WHAT THE TASK REQUIRES
Swap every "put a marker on" in the rows below for "place a dot on", and write all the rows out again with nothing else changed. Leave the pictures out.

[start of PROVIDED DATA]

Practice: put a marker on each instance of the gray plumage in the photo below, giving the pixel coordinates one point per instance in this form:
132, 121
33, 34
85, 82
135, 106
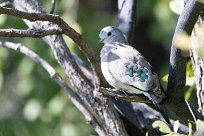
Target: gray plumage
124, 67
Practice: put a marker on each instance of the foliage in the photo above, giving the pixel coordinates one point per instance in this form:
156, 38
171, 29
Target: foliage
31, 103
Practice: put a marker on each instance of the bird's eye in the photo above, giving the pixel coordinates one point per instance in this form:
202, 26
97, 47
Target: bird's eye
109, 33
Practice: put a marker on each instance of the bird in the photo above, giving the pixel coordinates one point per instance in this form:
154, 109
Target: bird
124, 67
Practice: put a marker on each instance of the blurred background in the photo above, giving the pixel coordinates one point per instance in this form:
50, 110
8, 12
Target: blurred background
31, 104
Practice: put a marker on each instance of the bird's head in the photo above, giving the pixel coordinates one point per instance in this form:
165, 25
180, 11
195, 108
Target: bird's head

[end of PROVIDED DATA]

OUTPUT OF THE TASK
Practice: place a dot on each instance of the gray plumage in the photo below, giving the pixel coordinates one point per instance in this form:
132, 121
33, 34
85, 82
135, 106
Target: gray plumage
124, 67
Practice: place a dot on each instance of the foliage in the photo above, giving the pixel coordinates one point per instance in this form:
156, 38
171, 29
Target: foliage
31, 103
Practice: place a dot on each instance of the bird's eye in the photo above, giving the pixel coordinates one point per instance in this form:
202, 26
97, 47
Target: bird's eye
109, 33
Practice: place a dot on each instance of the bird in the photo above, giving the pixel coordinates one point per instance in this form:
154, 109
Target: bird
124, 67
Practice: place a dot on each instance of the blurred background in the photo above, giving the pixel coordinates one point per instance in this form:
50, 110
8, 12
Target: blurred background
31, 104
Practice: place a dot on each instance of the bird's head in the photo above, giving the pixel coordinates one point per instance in this form:
165, 25
180, 11
195, 108
Target: bird's head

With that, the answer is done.